- [Texto fornecido]:
Vez por outra lemos algum
artigo ou crônica que realmente nos entusiasmam. Isto ocorreu recentemente
comigo, ao me deparar com um texto escrito pelo advogado dr. Fábio Blanco em
seu blog (www.fabioblanco.com.br),
intitulado ‘A Retomada da Tradição e a Desilusão da Rebeldia’ (que pode ser
lido na íntegra aqui http://www.fabioblanco.com.br/a-retomada-da-tradicao-e-a-desilusao-da-rebeldia/).
No referido texto, dr. Blanco comenta suas impressões ao ler outra crônica,
assinada pelo jornalista e biógrafo Ruy Castro para o jornal Folha de São Paulo
(íntegra aqui http://www1.folha.uol.com.br/fsp/opiniao/178975-em-vao.shtml).

- [Dados fornecidos]:
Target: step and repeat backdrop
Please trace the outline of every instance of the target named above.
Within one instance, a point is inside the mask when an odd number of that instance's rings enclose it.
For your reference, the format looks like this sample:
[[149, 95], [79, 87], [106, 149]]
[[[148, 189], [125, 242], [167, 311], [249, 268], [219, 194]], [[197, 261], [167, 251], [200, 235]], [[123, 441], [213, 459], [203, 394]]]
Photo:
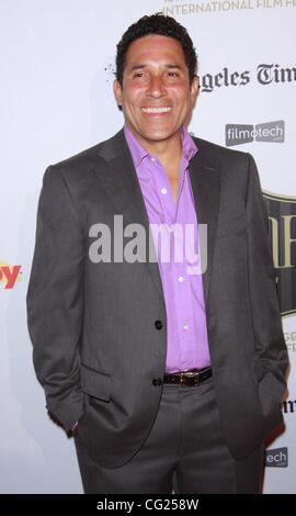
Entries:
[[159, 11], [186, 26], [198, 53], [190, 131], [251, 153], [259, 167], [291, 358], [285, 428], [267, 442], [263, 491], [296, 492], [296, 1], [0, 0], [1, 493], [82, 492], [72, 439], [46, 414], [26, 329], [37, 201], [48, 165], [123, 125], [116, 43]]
...
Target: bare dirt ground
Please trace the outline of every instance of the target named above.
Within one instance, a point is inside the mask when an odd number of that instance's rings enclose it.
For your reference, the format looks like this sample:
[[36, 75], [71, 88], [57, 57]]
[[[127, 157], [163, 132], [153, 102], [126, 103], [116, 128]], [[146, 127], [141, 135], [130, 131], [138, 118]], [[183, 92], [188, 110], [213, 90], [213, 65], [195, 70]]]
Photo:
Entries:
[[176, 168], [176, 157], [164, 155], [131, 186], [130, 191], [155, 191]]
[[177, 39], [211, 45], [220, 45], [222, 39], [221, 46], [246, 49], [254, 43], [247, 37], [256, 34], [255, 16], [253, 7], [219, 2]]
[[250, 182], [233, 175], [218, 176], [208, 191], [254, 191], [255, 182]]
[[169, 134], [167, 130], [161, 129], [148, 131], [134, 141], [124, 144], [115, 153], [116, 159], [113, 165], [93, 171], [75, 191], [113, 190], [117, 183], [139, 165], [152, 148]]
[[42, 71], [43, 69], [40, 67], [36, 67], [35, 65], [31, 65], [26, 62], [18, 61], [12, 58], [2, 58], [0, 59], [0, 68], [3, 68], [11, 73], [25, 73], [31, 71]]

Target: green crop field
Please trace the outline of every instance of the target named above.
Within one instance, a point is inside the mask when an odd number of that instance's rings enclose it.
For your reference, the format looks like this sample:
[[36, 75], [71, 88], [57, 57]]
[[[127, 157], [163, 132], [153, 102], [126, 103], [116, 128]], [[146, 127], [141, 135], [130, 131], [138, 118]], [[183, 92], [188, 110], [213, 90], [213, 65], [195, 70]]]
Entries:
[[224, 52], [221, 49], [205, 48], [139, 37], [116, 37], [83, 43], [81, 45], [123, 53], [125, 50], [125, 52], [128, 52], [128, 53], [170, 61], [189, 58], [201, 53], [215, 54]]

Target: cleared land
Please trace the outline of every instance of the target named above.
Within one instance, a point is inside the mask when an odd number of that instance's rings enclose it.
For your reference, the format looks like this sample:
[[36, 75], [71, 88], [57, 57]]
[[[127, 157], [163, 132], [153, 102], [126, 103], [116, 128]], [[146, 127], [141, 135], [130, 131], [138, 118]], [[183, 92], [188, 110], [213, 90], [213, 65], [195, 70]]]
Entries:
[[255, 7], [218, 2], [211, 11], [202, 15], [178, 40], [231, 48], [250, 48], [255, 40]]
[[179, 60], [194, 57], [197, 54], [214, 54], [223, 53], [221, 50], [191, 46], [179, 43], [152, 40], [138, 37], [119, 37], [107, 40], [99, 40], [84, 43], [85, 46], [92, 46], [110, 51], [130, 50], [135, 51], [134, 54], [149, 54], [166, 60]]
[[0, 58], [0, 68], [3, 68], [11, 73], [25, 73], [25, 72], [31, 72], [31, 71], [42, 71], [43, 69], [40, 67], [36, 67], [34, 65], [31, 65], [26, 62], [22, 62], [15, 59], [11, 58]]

- [Tarefas a cumprir]:
a) Responda às perguntas sobre o texto fornecido:
(i) Qual é a profissão de Fábio Blanco?
(ii) Qual é o título do texto publicado por ele em seu blog?
(iii) Em qual jornal saiu a crônica assinada por Ruy Castro?
b) Reescreva, entre as linhas dos dados fornecidos, o trecho que começa na linha que contém "Target: green crop field" e termina na linha que contém "59], [11, 58]]", ambas incluídas. Multiplique por 2,2 cada coordenada das respostas, arredondando para inteiros com metades para cima, e mantenha os pedidos e as amostras de formato sem mudanças.
O texto fornecido e as linhas dos dados têm origens diferentes.

- [Respostas das tarefas]:
a)
(i) Advogado.
(ii) ‘A Retomada da Tradição e a Desilusão da Rebeldia’.
(iii) Folha de São Paulo.

b)
Target: green crop field
Please trace the outline of every instance of the target named above.
Within one instance, a point is inside the mask when an odd number of that instance's rings enclose it.
For your reference, the format looks like this sample:
[[36, 75], [71, 88], [57, 57]]
[[[127, 157], [163, 132], [153, 102], [126, 103], [116, 128]], [[146, 127], [141, 135], [130, 131], [138, 118]], [[183, 92], [188, 110], [213, 90], [213, 65], [195, 70]]]
Entries:
[[493, 114], [486, 108], [451, 106], [306, 81], [255, 81], [183, 95], [178, 99], [271, 117], [275, 110], [275, 114], [282, 114], [282, 117], [374, 134], [416, 128], [442, 117], [473, 119]]

Target: cleared land
Please trace the outline of every instance of the target named above.
Within one instance, a point is inside the mask when an odd number of that instance's rings enclose it.
For your reference, the format looks like this sample:
[[36, 75], [71, 88], [57, 57]]
[[[127, 157], [163, 132], [153, 102], [126, 103], [116, 128]], [[146, 127], [141, 135], [130, 131], [138, 118]], [[183, 92], [188, 110], [213, 90], [213, 65], [195, 70]]]
Entries:
[[561, 15], [480, 4], [464, 24], [444, 33], [392, 88], [508, 106], [550, 106], [561, 88]]
[[394, 132], [427, 125], [433, 119], [471, 119], [491, 117], [486, 110], [420, 101], [394, 95], [334, 88], [304, 81], [262, 81], [235, 88], [218, 88], [185, 95], [187, 101], [202, 101], [242, 112], [286, 110], [297, 112], [295, 119], [328, 119], [365, 132]]
[[0, 128], [0, 150], [7, 150], [24, 161], [55, 161], [55, 158], [68, 158], [68, 156], [92, 156], [95, 152], [88, 147], [79, 147], [75, 143], [68, 143], [57, 136], [48, 136], [33, 130], [24, 128]]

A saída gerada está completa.